TASK REQUIREMENTS:
Please reproduce each of the items below word for word, without changing a single line.
-=-=-
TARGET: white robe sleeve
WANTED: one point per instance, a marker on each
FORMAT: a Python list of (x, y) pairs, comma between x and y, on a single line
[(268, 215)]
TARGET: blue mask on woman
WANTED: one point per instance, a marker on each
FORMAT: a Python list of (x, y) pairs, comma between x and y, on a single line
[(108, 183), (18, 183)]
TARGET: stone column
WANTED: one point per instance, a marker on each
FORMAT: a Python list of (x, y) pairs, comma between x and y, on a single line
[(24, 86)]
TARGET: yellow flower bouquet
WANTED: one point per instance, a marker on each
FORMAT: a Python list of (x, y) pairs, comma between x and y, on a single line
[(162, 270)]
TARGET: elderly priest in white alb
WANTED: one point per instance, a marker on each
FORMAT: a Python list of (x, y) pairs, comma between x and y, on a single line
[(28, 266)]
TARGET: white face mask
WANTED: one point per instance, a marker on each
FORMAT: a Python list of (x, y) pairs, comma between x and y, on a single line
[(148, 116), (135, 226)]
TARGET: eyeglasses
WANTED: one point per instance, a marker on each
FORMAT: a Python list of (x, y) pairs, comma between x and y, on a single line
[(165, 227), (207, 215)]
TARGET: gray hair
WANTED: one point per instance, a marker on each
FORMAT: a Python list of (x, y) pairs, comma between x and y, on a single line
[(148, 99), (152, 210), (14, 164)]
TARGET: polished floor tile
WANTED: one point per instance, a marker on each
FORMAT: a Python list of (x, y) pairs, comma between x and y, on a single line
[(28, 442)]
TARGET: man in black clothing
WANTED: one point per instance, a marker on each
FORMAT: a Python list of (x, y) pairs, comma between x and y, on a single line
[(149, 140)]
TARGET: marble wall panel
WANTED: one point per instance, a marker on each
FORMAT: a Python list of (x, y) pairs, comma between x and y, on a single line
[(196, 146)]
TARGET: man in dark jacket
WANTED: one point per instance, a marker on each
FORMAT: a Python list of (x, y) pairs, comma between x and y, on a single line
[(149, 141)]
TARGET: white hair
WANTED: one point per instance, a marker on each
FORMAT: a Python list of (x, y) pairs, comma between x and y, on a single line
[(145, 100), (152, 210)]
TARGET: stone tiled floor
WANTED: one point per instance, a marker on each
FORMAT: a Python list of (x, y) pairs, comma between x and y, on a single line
-=-=-
ANSWER TO THE EXERCISE:
TARGET: white robe sleeve
WANTED: one point per instance, a marker on each
FORMAT: a Python list of (x, y) pairs, comma between x and y, on a single line
[(268, 215)]
TARGET: blue mask on woman
WANTED: one point per instance, a marker on each
FORMAT: a Python list of (x, y) pairs, comma between x and y, on a single line
[(108, 183), (18, 183)]
TARGET: stone column
WANTED: one point per instance, a marker on each
FORMAT: a Python list of (x, y) pairs, comma between x and y, on a single line
[(24, 86)]
TARGET: yellow flower bouquet
WANTED: one point per instance, a marker on each
FORMAT: a Python list of (x, y) pairs, comma between x and y, on a single line
[(162, 270)]
TARGET: elderly priest in white alb
WANTED: one point per instance, a marker on each
FORMAT: a Python list of (x, y) pairs, comma between x and y, on a single line
[(28, 266)]
TARGET: white face mask
WANTED: one point per instance, a marker on each
FORMAT: a Python list of (x, y) pairs, comma between x and y, on a single line
[(148, 116), (135, 226)]
TARGET: eyeglasses
WANTED: one point per instance, a marker on each
FORMAT: a Python list of (x, y) pairs, comma between x and y, on a single line
[(165, 227), (207, 215)]
TARGET: gray hair
WANTED: one point per instance, a marker on each
FORMAT: a Python list of (x, y) pairs, comma between x and y, on a single line
[(148, 99), (152, 210), (14, 164)]
TARGET: polished floor tile
WANTED: one point per instance, a marker on each
FORMAT: a Python list of (x, y) pairs, comma between x and y, on a single line
[(28, 442)]
TARGET: man in black clothing
WANTED: one point per instance, a marker on each
FORMAT: a Python list of (x, y) pairs, comma between x and y, on a single line
[(149, 140)]
TARGET: marble wall panel
WANTED: one point per instance, a marker on each
FORMAT: a Python list of (x, y) pairs, comma between x and y, on a single line
[(196, 146)]
TARGET: man in dark jacket
WANTED: one point per instance, a marker on each
FORMAT: a Python list of (x, y) pairs, comma between x and y, on a single line
[(149, 141)]
TARGET: white hair
WANTED: one point per instance, a marker on each
FORMAT: a Python list of (x, y) pairs, comma between x and y, on a single line
[(145, 100), (152, 210)]
TARGET: stone tiled floor
WANTED: one point per instance, a marker on each
FORMAT: a Python list of (x, y) pairs, comma between x and y, on a single line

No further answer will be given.